Task to complete:
Scanning the entries below, copy every line that contains the word "jacket".

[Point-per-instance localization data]

_ _ _ _ _ _ _

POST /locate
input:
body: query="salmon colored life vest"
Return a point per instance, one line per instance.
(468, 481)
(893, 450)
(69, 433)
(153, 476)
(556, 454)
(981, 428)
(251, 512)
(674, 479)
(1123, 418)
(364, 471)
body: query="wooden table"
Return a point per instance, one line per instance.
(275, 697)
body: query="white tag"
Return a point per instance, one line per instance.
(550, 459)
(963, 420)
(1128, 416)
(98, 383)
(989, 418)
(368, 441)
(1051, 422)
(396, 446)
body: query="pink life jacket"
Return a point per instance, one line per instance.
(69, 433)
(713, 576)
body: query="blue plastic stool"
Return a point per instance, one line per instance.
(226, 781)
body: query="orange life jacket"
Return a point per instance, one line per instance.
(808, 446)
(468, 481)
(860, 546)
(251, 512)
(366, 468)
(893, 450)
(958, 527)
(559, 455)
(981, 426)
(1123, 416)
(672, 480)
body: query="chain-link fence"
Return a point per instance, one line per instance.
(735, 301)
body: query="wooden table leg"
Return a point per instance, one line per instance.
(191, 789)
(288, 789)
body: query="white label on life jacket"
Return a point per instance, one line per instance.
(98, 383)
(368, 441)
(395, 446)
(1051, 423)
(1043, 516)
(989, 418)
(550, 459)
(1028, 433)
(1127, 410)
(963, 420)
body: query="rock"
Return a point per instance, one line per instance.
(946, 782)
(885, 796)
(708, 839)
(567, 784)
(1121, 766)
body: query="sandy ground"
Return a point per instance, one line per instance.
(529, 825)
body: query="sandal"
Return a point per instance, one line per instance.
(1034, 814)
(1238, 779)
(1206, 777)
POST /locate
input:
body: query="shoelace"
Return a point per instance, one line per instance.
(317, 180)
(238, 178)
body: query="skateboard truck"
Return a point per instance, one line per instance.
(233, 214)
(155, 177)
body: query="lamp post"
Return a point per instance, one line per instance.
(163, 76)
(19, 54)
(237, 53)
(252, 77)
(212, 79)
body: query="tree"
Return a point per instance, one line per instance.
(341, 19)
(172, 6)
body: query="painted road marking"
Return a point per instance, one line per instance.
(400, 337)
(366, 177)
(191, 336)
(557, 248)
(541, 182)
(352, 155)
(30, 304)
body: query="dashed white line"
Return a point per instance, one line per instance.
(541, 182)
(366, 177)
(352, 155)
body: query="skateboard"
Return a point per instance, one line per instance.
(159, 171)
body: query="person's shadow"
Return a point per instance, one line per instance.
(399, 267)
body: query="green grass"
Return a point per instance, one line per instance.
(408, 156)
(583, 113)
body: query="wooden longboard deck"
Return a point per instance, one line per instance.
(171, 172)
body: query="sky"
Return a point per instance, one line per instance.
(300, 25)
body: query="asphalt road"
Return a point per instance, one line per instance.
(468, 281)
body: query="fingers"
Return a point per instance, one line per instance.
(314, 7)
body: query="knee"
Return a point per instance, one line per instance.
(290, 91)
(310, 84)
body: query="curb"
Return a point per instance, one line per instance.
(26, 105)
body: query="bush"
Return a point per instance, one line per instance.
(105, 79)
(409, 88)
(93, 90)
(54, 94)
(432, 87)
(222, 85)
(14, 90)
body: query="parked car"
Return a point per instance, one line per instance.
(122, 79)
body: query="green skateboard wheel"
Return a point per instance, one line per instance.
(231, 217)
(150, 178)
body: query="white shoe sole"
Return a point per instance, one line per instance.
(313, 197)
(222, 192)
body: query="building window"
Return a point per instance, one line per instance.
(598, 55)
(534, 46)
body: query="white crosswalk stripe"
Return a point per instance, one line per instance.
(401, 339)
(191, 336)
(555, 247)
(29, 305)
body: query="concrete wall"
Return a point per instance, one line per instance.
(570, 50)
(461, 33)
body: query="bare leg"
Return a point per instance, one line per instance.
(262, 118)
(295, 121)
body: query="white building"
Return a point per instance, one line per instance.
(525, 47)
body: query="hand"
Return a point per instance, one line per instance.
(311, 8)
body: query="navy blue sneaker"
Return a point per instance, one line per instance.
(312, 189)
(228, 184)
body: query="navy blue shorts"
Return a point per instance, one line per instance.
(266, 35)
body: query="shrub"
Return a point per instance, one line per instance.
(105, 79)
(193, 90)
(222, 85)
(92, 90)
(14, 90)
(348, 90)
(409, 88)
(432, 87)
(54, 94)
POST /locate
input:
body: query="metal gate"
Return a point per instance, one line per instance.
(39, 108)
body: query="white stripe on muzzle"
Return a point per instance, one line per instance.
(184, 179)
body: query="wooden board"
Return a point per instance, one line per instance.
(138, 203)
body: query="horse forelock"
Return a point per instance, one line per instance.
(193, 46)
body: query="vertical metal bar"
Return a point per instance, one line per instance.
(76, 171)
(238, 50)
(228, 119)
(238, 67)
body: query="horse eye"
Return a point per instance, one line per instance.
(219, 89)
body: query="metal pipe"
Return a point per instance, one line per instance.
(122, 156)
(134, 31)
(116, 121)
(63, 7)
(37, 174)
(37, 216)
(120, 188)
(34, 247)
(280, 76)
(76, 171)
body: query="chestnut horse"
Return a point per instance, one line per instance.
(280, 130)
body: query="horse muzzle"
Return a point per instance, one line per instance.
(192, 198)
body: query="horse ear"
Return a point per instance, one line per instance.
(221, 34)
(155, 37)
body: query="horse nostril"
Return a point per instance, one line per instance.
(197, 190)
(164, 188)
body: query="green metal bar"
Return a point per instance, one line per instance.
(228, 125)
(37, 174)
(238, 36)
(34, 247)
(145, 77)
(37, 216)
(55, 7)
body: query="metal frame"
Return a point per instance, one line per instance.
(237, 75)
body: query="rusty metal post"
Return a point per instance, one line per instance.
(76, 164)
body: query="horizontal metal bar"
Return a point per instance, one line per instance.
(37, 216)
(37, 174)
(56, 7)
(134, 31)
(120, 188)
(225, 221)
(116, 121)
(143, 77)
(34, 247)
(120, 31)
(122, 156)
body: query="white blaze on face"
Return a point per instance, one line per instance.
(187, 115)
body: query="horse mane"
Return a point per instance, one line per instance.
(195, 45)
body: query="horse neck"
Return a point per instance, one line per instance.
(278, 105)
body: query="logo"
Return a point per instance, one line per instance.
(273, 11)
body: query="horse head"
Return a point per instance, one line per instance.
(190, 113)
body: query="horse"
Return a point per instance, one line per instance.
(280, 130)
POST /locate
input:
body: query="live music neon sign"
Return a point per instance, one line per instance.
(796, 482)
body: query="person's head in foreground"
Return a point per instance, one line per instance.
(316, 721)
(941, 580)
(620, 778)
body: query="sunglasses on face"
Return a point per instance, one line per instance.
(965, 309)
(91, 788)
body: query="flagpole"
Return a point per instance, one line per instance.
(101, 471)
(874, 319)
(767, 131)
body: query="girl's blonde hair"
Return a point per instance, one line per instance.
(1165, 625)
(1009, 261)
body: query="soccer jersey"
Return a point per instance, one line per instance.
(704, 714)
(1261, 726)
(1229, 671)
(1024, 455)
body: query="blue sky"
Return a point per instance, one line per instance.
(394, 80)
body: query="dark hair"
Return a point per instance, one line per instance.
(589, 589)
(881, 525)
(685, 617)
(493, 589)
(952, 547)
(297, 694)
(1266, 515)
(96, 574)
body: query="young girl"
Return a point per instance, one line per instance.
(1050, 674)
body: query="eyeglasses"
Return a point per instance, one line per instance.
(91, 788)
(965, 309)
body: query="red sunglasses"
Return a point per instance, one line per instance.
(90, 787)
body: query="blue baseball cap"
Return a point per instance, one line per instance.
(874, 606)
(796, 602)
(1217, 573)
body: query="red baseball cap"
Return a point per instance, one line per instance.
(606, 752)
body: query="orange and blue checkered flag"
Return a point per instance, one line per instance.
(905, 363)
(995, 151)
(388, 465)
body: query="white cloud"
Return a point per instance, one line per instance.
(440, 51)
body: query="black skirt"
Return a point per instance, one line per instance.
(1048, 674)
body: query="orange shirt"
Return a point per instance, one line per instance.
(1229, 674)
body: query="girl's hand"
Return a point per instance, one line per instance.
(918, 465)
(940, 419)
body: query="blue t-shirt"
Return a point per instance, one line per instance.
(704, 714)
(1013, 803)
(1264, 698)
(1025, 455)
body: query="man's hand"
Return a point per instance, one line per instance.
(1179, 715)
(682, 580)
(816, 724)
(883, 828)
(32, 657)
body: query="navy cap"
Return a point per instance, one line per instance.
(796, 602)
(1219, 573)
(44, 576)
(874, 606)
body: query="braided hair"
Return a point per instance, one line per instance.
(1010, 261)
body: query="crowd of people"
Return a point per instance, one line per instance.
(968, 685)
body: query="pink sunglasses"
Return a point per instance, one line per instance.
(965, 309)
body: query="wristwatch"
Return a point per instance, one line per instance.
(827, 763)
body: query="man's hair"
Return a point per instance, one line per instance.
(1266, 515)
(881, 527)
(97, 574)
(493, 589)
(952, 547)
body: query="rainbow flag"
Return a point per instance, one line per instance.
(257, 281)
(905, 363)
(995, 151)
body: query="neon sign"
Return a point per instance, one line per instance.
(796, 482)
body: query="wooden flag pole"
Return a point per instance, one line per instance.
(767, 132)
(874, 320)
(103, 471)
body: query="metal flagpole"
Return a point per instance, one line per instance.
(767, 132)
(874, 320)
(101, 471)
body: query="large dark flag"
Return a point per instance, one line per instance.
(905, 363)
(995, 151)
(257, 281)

_ _ _ _ _ _ _

Output for this exercise:
body: query="pink life jacket"
body: query="orange life jacket"
body: query="white label on life jacket"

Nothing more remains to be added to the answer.